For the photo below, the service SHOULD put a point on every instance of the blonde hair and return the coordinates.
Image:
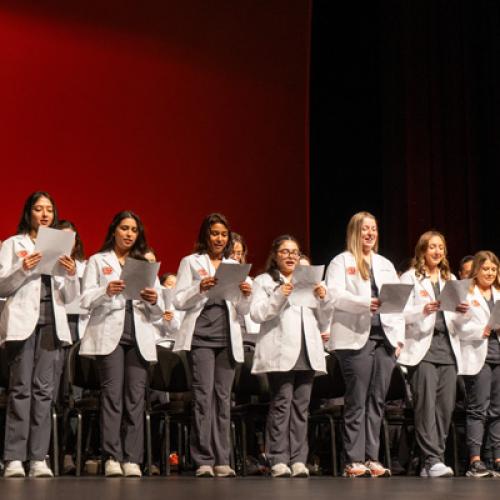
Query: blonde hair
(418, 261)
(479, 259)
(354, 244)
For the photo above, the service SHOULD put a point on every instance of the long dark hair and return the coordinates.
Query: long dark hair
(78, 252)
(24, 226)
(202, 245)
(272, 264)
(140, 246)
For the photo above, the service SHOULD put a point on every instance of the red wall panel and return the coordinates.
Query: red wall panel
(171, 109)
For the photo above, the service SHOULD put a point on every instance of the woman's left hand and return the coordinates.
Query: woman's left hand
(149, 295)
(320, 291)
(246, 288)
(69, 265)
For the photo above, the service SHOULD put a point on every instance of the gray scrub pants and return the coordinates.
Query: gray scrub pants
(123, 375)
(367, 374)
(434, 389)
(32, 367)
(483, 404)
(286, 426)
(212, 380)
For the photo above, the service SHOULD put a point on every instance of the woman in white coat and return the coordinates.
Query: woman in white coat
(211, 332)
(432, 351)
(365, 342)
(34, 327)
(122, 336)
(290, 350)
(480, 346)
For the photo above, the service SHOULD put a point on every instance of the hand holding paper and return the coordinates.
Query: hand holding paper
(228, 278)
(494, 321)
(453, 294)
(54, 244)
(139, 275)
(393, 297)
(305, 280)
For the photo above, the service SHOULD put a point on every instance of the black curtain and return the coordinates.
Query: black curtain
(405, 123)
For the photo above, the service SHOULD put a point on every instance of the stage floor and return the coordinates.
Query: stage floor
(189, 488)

++++++++++++++++++++

- [DESCRIPTION OF THE TASK] Reproduce the lines above word for word, from the line containing "floor and return the coordinates." through the final line, including both.

- [REPLY TO THE EXERCISE]
For the photo above, the service SHOULD put a point on every instance of the stage floor and return the coordinates.
Query: stage floor
(189, 488)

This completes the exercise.